** start QUOTED TEXT **

This lets the Apache server continue with its processing chain (including possibly compressing the output).


5.2.3 Exposing the method

In order to allow methods in the script to be hidden, only those functions specifically exposed to the outside world can be called by clients. Publishing information about the function is done as follows:

PYTHON
methods_list={'echo':echo}
methods_sig= {'echo':['string,string',
                     'int,int',
                     'double,double',
                     'boolean,boolean',
                     'array,array',
                     'struct,struct']}


The methods_list variable is a dictionary, with a string, 'echo', identifying the method, and the callable method object that we defined ealier as data.

The methods_sig is another dictionary that describes the echo method signature, with its data being a list of possible arguments and return values. Each list element is a comma-separated string, with the first value being the type of thereturn value, and the folowing values are the types of the arguments. E.g.:

['string,string']

is a list with one element for a method that takes a string as argument, and returns a string.

In the case of the echo method is polymorphic, and each argument type is the same as the return type.

5.2.4 The full example

The full example would then look like this:

PYTHON
from mod_python import apache
import clarens_util

def echo(req,method_name,args):
    """Returns the method argument"""
    response=clarens_util.build_response(req,method_name,args)
    req.write(response)

** end QUOTED TEXT **

§ **WHAT IS ASKED**
a - From the excerpt on exposing methods, echo the part that opens with the words containing "In the case" and closes with "response=clarens_util.build_response(req,method_name,args)".
b - According to the excerpt on exposing methods, which functions in the script can clients call?

** start DATA SHOWN **

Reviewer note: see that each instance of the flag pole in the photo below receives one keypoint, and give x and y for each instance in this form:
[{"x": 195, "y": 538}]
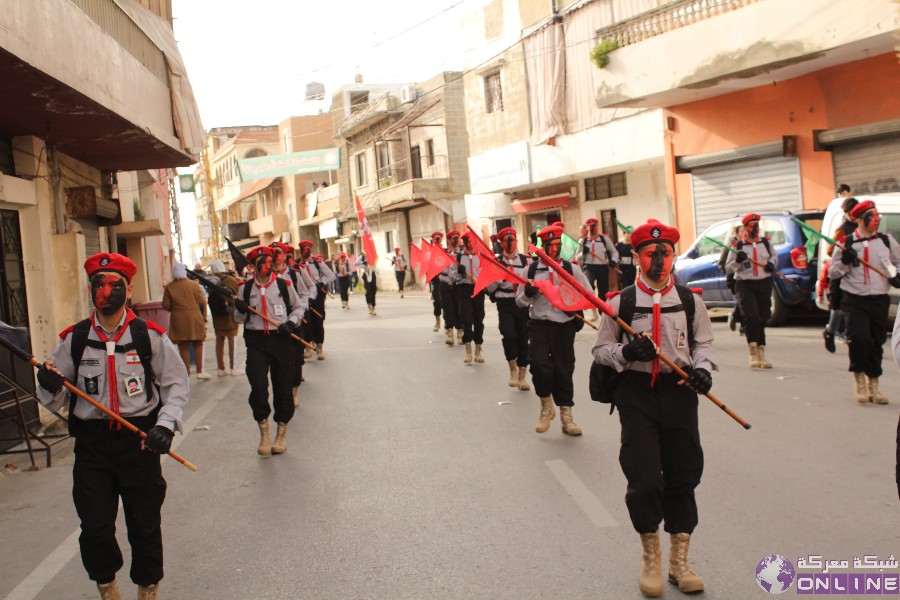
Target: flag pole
[{"x": 608, "y": 310}]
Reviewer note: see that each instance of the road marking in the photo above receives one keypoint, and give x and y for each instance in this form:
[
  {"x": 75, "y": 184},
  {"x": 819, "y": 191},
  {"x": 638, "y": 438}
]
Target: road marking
[
  {"x": 38, "y": 579},
  {"x": 586, "y": 501}
]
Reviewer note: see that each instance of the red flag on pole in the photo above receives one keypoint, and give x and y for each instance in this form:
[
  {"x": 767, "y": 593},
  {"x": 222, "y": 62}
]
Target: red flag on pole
[{"x": 368, "y": 242}]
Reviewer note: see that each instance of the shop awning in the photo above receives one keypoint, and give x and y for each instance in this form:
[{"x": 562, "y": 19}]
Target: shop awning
[{"x": 539, "y": 204}]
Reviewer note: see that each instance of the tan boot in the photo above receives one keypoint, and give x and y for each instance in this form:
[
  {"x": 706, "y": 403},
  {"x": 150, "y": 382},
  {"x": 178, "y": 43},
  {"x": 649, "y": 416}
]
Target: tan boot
[
  {"x": 280, "y": 445},
  {"x": 548, "y": 411},
  {"x": 265, "y": 439},
  {"x": 874, "y": 394},
  {"x": 763, "y": 363},
  {"x": 478, "y": 356},
  {"x": 513, "y": 374},
  {"x": 109, "y": 591},
  {"x": 680, "y": 571},
  {"x": 569, "y": 426},
  {"x": 148, "y": 592},
  {"x": 523, "y": 381},
  {"x": 754, "y": 355},
  {"x": 468, "y": 357},
  {"x": 651, "y": 566},
  {"x": 861, "y": 390}
]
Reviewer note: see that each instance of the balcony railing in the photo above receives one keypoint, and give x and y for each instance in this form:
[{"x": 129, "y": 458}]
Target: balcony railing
[
  {"x": 425, "y": 167},
  {"x": 669, "y": 17}
]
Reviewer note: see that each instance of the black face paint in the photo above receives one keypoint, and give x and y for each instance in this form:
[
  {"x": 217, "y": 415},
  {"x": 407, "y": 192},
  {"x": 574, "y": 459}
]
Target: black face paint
[
  {"x": 657, "y": 262},
  {"x": 108, "y": 293}
]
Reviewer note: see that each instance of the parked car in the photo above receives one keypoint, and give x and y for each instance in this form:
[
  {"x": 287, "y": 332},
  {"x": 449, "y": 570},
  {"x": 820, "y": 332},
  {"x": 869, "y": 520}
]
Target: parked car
[
  {"x": 698, "y": 266},
  {"x": 888, "y": 206}
]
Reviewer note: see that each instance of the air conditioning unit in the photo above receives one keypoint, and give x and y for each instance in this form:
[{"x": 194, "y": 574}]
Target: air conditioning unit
[{"x": 408, "y": 93}]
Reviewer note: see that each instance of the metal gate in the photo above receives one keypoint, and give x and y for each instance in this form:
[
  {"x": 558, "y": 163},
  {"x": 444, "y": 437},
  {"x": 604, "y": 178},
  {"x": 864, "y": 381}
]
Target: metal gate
[{"x": 760, "y": 185}]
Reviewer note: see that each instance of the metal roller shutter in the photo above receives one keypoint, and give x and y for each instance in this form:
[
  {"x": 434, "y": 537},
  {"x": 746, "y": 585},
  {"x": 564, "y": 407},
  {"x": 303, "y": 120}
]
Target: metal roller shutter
[
  {"x": 761, "y": 185},
  {"x": 871, "y": 167}
]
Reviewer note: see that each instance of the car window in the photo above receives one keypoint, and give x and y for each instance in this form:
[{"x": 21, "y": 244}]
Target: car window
[
  {"x": 717, "y": 232},
  {"x": 773, "y": 229}
]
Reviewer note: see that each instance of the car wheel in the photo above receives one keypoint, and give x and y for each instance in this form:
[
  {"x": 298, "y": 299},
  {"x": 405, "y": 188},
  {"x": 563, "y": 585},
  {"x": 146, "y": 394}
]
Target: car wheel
[{"x": 780, "y": 310}]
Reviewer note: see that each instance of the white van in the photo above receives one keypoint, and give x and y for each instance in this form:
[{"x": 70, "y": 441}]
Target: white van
[{"x": 888, "y": 206}]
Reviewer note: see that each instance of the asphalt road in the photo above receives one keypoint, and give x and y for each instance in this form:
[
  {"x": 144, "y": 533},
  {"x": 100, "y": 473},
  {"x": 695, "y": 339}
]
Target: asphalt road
[{"x": 411, "y": 475}]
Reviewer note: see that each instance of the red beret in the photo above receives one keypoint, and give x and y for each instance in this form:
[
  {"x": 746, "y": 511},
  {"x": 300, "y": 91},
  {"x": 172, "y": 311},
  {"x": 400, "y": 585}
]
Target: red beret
[
  {"x": 287, "y": 249},
  {"x": 259, "y": 251},
  {"x": 750, "y": 217},
  {"x": 652, "y": 232},
  {"x": 110, "y": 262},
  {"x": 552, "y": 232},
  {"x": 861, "y": 208}
]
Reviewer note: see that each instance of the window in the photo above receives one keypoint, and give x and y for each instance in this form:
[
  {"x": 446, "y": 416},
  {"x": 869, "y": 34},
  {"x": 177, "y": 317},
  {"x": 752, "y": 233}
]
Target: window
[
  {"x": 493, "y": 94},
  {"x": 361, "y": 169},
  {"x": 606, "y": 186}
]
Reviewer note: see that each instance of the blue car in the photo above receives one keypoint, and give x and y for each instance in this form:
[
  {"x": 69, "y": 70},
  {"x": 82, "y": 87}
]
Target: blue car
[{"x": 698, "y": 267}]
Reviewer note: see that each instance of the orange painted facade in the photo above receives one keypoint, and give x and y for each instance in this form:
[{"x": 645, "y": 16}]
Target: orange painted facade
[{"x": 847, "y": 95}]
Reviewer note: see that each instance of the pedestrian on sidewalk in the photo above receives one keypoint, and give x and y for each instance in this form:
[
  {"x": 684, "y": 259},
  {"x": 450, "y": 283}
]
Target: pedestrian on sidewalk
[
  {"x": 224, "y": 325},
  {"x": 186, "y": 302},
  {"x": 660, "y": 452},
  {"x": 145, "y": 382}
]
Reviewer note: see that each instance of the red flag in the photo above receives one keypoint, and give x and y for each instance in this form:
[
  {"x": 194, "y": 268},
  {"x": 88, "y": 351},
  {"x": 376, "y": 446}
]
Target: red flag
[
  {"x": 368, "y": 242},
  {"x": 440, "y": 260}
]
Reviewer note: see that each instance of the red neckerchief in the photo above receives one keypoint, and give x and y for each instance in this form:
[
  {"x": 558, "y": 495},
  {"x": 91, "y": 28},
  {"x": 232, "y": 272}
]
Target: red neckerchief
[
  {"x": 262, "y": 299},
  {"x": 111, "y": 376},
  {"x": 657, "y": 312}
]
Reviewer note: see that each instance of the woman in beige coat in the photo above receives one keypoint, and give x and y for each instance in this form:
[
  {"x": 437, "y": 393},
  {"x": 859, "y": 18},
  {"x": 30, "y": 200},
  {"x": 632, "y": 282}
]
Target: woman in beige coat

** end DATA SHOWN **

§ **SOLUTIONS BELOW**
a -
In the case of the echo method is polymorphic, and each argument type is the same as the return type.

5.2.4 The full example

The full example would then look like this:

PYTHON
from mod_python import apache
import clarens_util

def echo(req,method_name,args):
    """Returns the method argument"""
    response=clarens_util.build_response(req,method_name,args)

b - Only those functions specifically exposed to the outside world.